» **CHALLENGES**
a - Answer these questions using the news report on returning the remains of U.S. soldiers from Korea:
(i) How many wooden temporary transit cases were moved to the Joint Security Area?
(ii) How many metal temporary transfer cases was the command also sending?
(iii) About how many remains did the spokesman say they were anticipating?
b - Pick up the news report on returning the remains of U.S. soldiers from Korea where it stops, and carry it forward.

» **SELECTED EXTRACT**
=======
As the two Koreas announced an August date for a reunion of families separated for more than 60 years since the Korean War, American officials said they are beginning the process to bring home the remains of U.S. soldiers listed as missing since the fighting stopped in 1953.
The military moved “100 wooden temporary transit cases” to the Joint Security Area near the South Korean border on Saturday “so that we are ready to receive remains and be able to transport them in a dignified manner,” the U.N. Command’s public affairs office said, according to Stars and Stripes.
It was also sending 158 metal temporary transfer cases that could be used to hoid remains, the command said.
The U.S. military sent 100 wooden coffins to the border with North Korea on Saturday to prepare for return of war dead remains https://t.co/tS5Y8WHv97
— Stars and Stripes (@starsandstripes) June 23, 2018
“We’re anticipating around 200 to 250 remains and so that is what we’re preparing for. It could happen any second and we are getting ready for that,” NBC reported a spokesman it did not name as saying.
=======
» **DATASET ENTRIES**
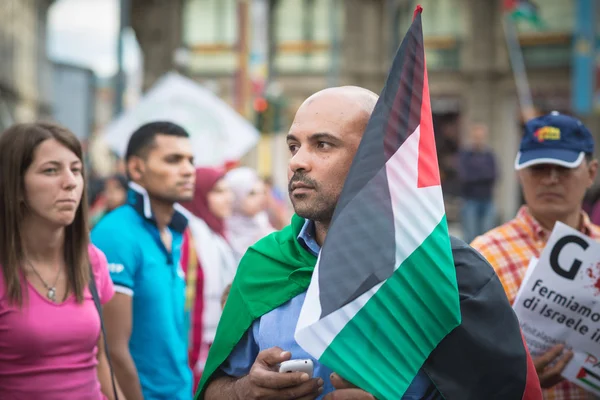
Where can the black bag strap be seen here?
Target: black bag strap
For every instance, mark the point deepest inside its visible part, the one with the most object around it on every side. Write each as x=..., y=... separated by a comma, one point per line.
x=94, y=291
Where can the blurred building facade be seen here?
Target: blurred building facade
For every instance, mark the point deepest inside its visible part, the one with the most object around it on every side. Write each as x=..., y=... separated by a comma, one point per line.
x=25, y=72
x=320, y=43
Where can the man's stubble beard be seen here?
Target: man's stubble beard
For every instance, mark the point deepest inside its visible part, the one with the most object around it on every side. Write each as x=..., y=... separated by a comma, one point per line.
x=319, y=209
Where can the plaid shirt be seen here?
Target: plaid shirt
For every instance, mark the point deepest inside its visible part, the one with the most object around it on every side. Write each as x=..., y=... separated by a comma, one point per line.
x=509, y=248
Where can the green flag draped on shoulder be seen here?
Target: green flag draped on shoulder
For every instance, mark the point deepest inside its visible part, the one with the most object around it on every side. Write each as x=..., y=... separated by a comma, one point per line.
x=273, y=271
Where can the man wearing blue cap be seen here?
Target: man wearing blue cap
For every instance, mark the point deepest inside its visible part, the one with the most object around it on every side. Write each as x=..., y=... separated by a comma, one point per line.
x=555, y=166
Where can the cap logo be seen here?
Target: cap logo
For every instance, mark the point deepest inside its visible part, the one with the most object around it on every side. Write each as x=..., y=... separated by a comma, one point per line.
x=547, y=133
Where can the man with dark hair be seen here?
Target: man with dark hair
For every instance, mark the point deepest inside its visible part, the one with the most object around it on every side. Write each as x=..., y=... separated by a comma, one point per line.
x=555, y=167
x=145, y=324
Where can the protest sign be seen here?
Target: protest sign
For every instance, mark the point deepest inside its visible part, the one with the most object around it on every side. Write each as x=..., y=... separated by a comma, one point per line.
x=559, y=302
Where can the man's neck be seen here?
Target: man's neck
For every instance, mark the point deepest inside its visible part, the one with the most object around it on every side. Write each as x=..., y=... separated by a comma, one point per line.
x=572, y=219
x=163, y=212
x=321, y=229
x=42, y=242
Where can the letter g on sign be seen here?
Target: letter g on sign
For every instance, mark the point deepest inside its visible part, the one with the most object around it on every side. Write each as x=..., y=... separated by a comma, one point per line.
x=560, y=244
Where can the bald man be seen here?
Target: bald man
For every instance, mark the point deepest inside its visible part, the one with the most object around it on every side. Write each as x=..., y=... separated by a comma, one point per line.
x=322, y=141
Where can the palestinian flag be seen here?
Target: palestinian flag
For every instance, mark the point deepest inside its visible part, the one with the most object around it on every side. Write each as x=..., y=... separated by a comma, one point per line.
x=589, y=378
x=375, y=311
x=392, y=293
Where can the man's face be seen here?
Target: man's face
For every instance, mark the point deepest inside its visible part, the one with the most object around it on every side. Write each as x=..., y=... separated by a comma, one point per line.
x=323, y=139
x=552, y=191
x=167, y=172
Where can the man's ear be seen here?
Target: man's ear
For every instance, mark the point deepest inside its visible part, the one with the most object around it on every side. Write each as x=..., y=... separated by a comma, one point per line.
x=135, y=168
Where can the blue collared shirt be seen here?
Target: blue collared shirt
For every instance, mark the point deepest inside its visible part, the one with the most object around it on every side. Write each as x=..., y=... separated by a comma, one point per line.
x=277, y=328
x=140, y=266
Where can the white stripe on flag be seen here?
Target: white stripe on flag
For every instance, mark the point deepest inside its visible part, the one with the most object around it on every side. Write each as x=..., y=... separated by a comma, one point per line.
x=417, y=211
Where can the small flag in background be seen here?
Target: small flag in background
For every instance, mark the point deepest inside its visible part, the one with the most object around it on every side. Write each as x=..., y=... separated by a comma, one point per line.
x=375, y=310
x=525, y=10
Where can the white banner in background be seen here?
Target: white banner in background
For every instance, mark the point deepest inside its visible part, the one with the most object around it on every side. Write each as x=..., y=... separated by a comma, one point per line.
x=217, y=131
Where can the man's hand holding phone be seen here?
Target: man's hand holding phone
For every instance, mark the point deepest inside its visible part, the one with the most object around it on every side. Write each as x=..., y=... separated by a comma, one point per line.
x=266, y=382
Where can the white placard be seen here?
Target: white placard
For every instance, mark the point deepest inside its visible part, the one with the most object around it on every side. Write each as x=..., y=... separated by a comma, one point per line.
x=559, y=302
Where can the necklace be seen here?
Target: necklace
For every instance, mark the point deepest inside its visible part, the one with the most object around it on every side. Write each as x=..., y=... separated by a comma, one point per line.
x=51, y=289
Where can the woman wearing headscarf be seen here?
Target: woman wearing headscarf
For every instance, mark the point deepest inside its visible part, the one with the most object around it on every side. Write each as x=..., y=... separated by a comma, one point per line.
x=206, y=214
x=249, y=221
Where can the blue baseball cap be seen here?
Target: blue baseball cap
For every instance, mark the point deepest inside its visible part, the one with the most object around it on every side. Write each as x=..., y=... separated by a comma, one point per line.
x=554, y=139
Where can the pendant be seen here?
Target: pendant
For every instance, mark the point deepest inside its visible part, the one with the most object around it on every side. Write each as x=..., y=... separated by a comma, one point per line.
x=52, y=294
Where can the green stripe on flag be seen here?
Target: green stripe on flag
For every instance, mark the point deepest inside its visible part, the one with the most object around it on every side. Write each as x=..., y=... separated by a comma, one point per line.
x=390, y=338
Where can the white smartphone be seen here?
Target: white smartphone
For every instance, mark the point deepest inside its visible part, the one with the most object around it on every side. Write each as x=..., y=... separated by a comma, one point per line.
x=297, y=366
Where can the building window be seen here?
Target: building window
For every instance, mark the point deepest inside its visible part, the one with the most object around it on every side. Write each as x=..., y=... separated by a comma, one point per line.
x=304, y=33
x=210, y=32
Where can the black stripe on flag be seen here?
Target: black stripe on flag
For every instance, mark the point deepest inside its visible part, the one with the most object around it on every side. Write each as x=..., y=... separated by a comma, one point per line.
x=360, y=249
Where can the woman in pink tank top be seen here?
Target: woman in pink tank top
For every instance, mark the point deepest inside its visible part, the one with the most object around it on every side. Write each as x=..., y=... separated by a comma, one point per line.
x=50, y=336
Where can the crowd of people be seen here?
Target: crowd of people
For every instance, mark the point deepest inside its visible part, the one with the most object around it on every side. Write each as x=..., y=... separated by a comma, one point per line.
x=131, y=310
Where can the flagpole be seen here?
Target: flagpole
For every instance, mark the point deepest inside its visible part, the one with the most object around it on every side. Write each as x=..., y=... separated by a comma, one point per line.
x=518, y=67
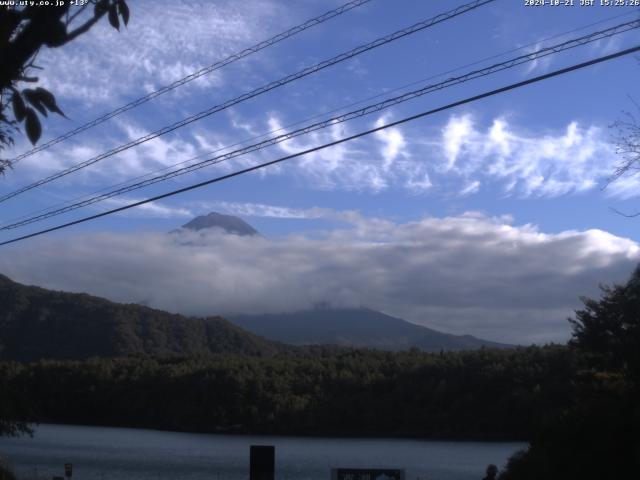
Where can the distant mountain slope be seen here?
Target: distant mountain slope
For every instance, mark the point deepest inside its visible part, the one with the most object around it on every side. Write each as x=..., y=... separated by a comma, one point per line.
x=37, y=323
x=355, y=328
x=228, y=223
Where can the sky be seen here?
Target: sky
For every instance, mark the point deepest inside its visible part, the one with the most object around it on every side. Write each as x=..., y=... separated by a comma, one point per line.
x=491, y=218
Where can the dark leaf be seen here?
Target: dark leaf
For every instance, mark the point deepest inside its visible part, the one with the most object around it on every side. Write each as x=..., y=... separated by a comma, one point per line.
x=124, y=11
x=34, y=99
x=47, y=99
x=19, y=109
x=113, y=17
x=100, y=8
x=32, y=124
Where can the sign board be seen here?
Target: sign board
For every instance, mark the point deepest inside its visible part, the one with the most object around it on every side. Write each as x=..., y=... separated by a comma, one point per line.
x=262, y=462
x=367, y=474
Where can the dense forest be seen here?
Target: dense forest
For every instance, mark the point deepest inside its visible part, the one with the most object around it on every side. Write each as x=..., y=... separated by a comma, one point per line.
x=578, y=405
x=475, y=394
x=37, y=323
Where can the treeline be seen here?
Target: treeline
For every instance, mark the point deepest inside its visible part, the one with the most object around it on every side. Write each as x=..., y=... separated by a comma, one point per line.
x=37, y=323
x=474, y=394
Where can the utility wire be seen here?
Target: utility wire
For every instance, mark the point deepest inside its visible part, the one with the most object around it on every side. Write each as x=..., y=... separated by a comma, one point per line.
x=367, y=110
x=265, y=88
x=458, y=103
x=204, y=71
x=299, y=122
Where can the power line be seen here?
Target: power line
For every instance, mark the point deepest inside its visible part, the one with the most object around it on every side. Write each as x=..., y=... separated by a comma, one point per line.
x=367, y=110
x=298, y=122
x=458, y=103
x=203, y=71
x=265, y=88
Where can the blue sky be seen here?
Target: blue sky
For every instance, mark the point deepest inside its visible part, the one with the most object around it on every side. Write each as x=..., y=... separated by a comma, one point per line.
x=524, y=169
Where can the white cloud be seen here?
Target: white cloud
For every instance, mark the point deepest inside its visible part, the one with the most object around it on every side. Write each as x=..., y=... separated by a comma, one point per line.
x=465, y=274
x=164, y=41
x=573, y=160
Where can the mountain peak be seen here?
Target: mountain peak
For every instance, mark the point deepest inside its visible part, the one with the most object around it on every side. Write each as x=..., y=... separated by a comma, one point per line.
x=228, y=223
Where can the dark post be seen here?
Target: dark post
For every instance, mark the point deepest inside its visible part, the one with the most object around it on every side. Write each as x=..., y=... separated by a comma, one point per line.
x=262, y=462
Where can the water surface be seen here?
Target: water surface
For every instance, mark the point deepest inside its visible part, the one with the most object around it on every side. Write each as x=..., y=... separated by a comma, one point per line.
x=134, y=454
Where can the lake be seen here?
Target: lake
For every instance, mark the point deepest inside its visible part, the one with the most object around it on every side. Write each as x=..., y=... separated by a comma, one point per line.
x=134, y=454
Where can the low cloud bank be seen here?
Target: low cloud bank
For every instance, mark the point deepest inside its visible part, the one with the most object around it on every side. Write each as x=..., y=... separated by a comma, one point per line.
x=467, y=274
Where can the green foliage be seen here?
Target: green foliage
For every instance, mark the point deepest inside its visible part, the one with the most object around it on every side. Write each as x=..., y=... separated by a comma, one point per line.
x=24, y=30
x=36, y=323
x=317, y=391
x=598, y=435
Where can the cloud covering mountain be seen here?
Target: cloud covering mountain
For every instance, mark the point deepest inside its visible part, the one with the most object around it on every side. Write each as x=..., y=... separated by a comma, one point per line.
x=469, y=274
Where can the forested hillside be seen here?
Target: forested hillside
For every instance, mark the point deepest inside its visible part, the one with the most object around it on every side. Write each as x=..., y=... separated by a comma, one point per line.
x=36, y=323
x=475, y=394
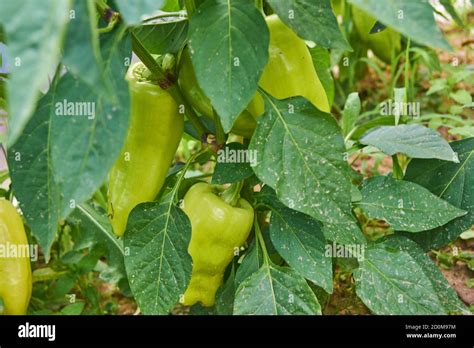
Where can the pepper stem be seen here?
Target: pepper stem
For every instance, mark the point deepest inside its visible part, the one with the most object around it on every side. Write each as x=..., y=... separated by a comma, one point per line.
x=232, y=195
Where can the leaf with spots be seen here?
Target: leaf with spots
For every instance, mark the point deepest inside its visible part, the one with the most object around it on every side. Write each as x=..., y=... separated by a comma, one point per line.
x=134, y=11
x=414, y=19
x=453, y=182
x=344, y=232
x=311, y=20
x=29, y=162
x=274, y=290
x=299, y=240
x=87, y=137
x=228, y=42
x=445, y=293
x=414, y=140
x=301, y=154
x=158, y=264
x=34, y=33
x=392, y=282
x=405, y=205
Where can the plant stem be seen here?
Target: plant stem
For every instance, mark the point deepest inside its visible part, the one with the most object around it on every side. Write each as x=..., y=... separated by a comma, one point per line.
x=232, y=195
x=407, y=70
x=220, y=135
x=167, y=81
x=260, y=240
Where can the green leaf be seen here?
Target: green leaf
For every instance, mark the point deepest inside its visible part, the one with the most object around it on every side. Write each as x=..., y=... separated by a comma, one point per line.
x=84, y=147
x=392, y=282
x=413, y=140
x=158, y=264
x=406, y=206
x=95, y=230
x=134, y=11
x=81, y=49
x=300, y=242
x=35, y=43
x=453, y=182
x=344, y=232
x=251, y=263
x=322, y=64
x=437, y=85
x=311, y=20
x=301, y=155
x=414, y=19
x=448, y=6
x=29, y=161
x=229, y=49
x=350, y=113
x=232, y=164
x=163, y=37
x=446, y=295
x=359, y=131
x=225, y=296
x=274, y=290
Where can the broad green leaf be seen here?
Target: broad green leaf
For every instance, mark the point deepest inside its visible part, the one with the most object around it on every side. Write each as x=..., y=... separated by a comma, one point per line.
x=392, y=282
x=274, y=290
x=34, y=46
x=465, y=131
x=158, y=264
x=299, y=240
x=453, y=182
x=134, y=11
x=81, y=49
x=29, y=161
x=311, y=20
x=322, y=64
x=344, y=232
x=251, y=263
x=233, y=164
x=406, y=206
x=164, y=37
x=85, y=144
x=414, y=19
x=228, y=43
x=301, y=155
x=350, y=113
x=413, y=140
x=95, y=230
x=446, y=295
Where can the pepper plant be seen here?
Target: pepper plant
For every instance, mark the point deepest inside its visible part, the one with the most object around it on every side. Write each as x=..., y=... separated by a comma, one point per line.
x=198, y=154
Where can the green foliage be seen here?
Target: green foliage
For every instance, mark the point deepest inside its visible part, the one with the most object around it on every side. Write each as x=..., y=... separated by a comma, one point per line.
x=328, y=212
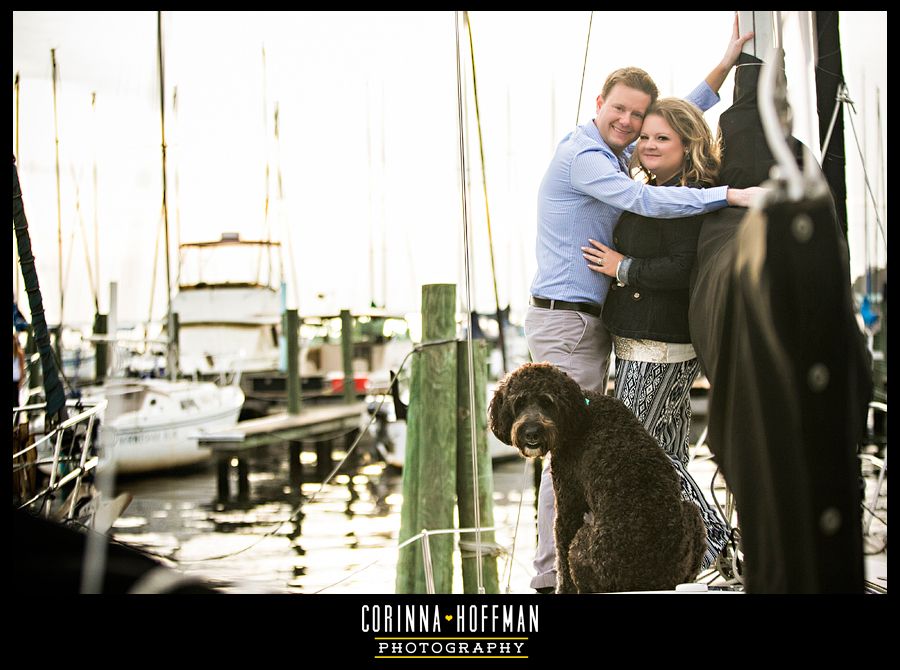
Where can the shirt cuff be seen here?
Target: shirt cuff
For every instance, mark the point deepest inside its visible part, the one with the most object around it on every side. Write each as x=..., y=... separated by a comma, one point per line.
x=717, y=195
x=703, y=96
x=622, y=270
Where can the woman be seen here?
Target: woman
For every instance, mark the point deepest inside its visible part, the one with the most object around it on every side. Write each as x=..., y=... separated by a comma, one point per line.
x=646, y=309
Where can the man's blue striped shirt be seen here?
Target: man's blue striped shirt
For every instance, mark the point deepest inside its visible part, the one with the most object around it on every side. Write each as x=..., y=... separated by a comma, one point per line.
x=582, y=195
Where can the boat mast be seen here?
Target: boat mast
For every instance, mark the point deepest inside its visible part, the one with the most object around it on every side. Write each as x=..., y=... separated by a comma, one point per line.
x=96, y=224
x=15, y=247
x=58, y=197
x=171, y=359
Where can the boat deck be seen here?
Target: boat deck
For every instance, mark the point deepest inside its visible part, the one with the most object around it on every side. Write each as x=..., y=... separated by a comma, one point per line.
x=323, y=425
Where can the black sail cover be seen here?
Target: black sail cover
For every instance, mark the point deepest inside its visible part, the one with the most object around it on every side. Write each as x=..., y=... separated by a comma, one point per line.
x=772, y=321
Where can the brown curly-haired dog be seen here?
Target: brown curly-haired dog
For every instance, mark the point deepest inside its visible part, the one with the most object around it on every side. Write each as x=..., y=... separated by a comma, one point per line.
x=621, y=524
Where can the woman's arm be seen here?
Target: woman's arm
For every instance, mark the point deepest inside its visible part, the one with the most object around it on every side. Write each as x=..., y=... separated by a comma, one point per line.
x=716, y=78
x=663, y=273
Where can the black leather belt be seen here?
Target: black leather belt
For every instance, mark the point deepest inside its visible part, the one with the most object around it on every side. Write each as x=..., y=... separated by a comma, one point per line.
x=586, y=307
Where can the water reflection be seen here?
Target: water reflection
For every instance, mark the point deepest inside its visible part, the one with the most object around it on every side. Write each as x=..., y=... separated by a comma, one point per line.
x=338, y=539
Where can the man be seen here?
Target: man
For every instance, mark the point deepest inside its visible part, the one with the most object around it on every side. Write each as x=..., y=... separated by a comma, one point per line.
x=585, y=189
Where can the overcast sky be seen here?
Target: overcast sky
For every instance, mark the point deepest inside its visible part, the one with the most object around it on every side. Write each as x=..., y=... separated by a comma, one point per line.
x=368, y=147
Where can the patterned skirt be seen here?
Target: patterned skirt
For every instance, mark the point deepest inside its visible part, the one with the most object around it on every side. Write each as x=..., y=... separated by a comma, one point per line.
x=659, y=396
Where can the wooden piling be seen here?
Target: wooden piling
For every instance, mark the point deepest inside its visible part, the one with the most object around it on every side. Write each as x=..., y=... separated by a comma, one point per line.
x=347, y=356
x=101, y=348
x=409, y=561
x=465, y=484
x=431, y=445
x=292, y=332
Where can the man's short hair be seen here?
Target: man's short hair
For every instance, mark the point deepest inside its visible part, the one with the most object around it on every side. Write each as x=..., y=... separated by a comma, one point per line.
x=632, y=77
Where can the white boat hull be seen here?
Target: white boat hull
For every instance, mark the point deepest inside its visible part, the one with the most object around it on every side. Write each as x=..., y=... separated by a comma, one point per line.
x=154, y=425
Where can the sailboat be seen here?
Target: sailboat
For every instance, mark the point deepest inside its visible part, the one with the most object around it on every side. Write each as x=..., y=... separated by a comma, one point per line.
x=228, y=323
x=154, y=424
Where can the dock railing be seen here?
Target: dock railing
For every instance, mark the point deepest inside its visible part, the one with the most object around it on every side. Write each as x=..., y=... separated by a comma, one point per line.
x=73, y=456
=======
» **TASK-BY-TASK ANSWERS**
a -
(i) 100
(ii) 158
(iii) Around 200 to 250

b -
The spokesman said remains will be moved in a “dignified manner.”
“We owe a profound debt of gratitude to U.S. service members who gave their lives in service to their country and we are working diligently to bring them home,” said Army Col. Chad Carroll, a spokesman for United States Forces Korea, according to the Los Angeles Times.
Recovery of American remains was agreed to during the June 12 summit between North Korea’s Kim Jong Un and President Donald Trump.
More than 36,000 U.S. troops died in the Korean War. When the armistice was declared to halt the fighting, 7,702 Americans had been reported missing in action, with about 5,300 missing in North Korea, the Defense POW/MIA Accounting Agency said.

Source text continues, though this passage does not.